TASK STATEMENT: Turn the items below into a two-column CSV with the columns instruction and box. Give one row per item, with the item's text and its answer each in a single quoted field, line breaks replaced by spaces, and the pictures left out.

+++ DATA TO USE

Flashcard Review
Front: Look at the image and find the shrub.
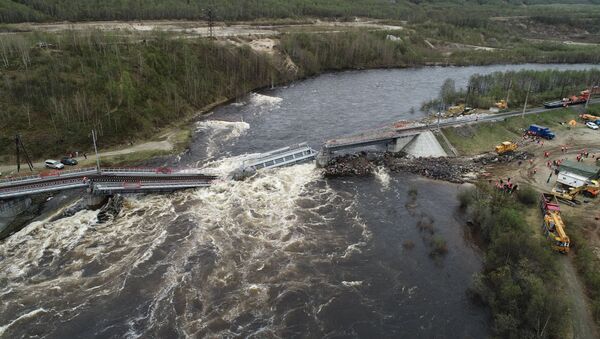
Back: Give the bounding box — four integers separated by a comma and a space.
429, 235, 448, 257
517, 186, 538, 206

++++++

WRITTEN SOLUTION:
instruction,box
"Flashcard Review Front: Look at the image and find the shrub. Back: Give the bounding box — four integers separated by a comma and a space.","429, 235, 448, 257 517, 186, 538, 206"